§ **REQUIREMENT**: Rewrite the lines below as a numbered list, skipping blank lines and leaving out the pictures.

· · · ·

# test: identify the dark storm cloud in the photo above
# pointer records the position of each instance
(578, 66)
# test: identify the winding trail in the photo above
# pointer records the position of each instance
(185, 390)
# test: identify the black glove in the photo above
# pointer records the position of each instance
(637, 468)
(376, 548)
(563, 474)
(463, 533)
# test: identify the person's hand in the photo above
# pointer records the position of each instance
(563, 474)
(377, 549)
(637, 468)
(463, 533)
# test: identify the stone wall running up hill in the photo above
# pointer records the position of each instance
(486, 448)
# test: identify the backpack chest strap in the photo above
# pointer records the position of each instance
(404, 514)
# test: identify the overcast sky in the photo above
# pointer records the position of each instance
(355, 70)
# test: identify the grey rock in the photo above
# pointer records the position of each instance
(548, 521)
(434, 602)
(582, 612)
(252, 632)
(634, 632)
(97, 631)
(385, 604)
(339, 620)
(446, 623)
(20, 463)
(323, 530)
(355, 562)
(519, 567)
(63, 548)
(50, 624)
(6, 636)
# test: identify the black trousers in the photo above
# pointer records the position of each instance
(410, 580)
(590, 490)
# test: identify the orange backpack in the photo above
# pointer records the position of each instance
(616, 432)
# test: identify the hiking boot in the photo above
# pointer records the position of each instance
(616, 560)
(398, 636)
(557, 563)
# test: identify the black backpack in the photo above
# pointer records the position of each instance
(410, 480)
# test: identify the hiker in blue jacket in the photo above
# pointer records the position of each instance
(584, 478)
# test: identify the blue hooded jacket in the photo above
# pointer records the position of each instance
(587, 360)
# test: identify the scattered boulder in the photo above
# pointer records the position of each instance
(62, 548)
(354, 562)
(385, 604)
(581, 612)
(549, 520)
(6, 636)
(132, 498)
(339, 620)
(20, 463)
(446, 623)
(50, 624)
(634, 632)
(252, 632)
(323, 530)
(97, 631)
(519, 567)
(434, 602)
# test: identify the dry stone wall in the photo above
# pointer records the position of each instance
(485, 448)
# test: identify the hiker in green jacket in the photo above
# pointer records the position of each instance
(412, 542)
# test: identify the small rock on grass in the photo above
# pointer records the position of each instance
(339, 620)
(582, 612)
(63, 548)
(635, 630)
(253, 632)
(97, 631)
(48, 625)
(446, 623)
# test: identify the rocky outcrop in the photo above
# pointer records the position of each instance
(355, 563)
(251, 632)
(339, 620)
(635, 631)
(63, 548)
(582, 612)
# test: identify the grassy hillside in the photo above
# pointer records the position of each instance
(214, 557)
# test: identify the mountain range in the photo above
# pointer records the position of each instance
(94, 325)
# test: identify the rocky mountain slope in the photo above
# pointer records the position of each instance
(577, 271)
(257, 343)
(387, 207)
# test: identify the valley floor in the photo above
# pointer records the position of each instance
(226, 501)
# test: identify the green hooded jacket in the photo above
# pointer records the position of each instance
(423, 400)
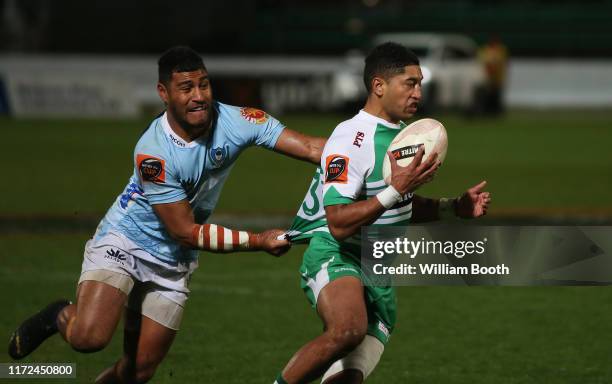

· · · ·

§ **PROBLEM SOLUTION**:
1. # test: identify the dark storm cloud in the photo above
2. # pointer records the position of each instance
3. (578, 66)
4. # test: identify the winding trail in the photo above
5. # pointer records the position of each instance
6. (185, 390)
7. # test: identify the black glove in the photo above
8. # pointer records the position of each instance
9. (637, 468)
10. (376, 548)
11. (563, 474)
12. (463, 533)
13. # test: identify the person's hand in the photo above
14. # pointer records the position of each instance
15. (563, 474)
16. (377, 549)
17. (637, 468)
18. (463, 533)
19. # test: identify the stone wall running up hill in the photo above
20. # pointer records the position of each instance
21. (486, 448)
22. # test: identify the backpack chest strap in the photo above
23. # pointer records the position of each instance
24. (404, 514)
25. # test: identify the overcast sky in the photo above
26. # pointer records the position of each instance
27. (355, 70)
28. # test: identify the grey rock in the photo above
29. # pointer records the position of each instance
30. (548, 521)
31. (434, 602)
32. (582, 612)
33. (252, 632)
34. (634, 632)
35. (97, 631)
36. (385, 604)
37. (339, 620)
38. (446, 623)
39. (20, 463)
40. (323, 530)
41. (355, 562)
42. (519, 567)
43. (63, 548)
44. (50, 624)
45. (6, 636)
46. # test: identify the black trousers in the photo above
47. # pointer records the position of each instance
48. (410, 580)
49. (590, 490)
50. # test: identify the orange backpack in the photo above
51. # pointer records the position of each instance
52. (616, 432)
53. # test: identify the hiking boot in the photo above
54. # pointer records the position of each instance
55. (616, 560)
56. (398, 636)
57. (557, 563)
58. # test: identify the black backpack in the photo above
59. # pointer records the position of each instance
60. (410, 480)
61. # test: identify the hiker in blue jacket in the photo above
62. # pointer records the position of each instance
63. (584, 478)
64. # test: identify the blue hooded jacket in the photo above
65. # pointer records the position of each instance
66. (587, 360)
67. # test: identify the scattered boulder in the photo above
68. # pointer records the position of each instance
69. (62, 548)
70. (354, 562)
71. (385, 604)
72. (581, 612)
73. (549, 520)
74. (6, 636)
75. (132, 498)
76. (339, 620)
77. (20, 463)
78. (446, 623)
79. (50, 624)
80. (634, 632)
81. (252, 632)
82. (323, 530)
83. (97, 631)
84. (519, 567)
85. (434, 602)
86. # test: identify the dry stone wall in the photo above
87. # pointer records the position of each instance
88. (485, 448)
89. # test: identify the hiker in green jacket in the photo above
90. # pointer records the position of each instance
91. (412, 542)
92. # test: identify the small rock on grass in the photo above
93. # pointer records the position of each instance
94. (339, 620)
95. (582, 612)
96. (63, 548)
97. (635, 630)
98. (253, 632)
99. (97, 631)
100. (48, 625)
101. (446, 623)
102. # test: identify the rocky outcrop in the photo above
103. # pointer records the position of each instance
104. (355, 563)
105. (251, 632)
106. (339, 620)
107. (635, 631)
108. (63, 548)
109. (582, 612)
110. # test: identify the grassy hillside in the photo above
111. # pointer records the position of each instance
112. (214, 557)
113. # test: identify the mountain range in the photo above
114. # pointer records the position of each instance
115. (94, 325)
116. # test: identify the rocky mountain slope in the photo above
117. # pointer records the position of each instance
118. (577, 271)
119. (257, 343)
120. (387, 207)
121. # test: identify the valley floor in the photo above
122. # pointer records the position of each instance
123. (226, 501)
124. # test: identify the green hooded jacket in the photo above
125. # pointer records the position of each instance
126. (423, 400)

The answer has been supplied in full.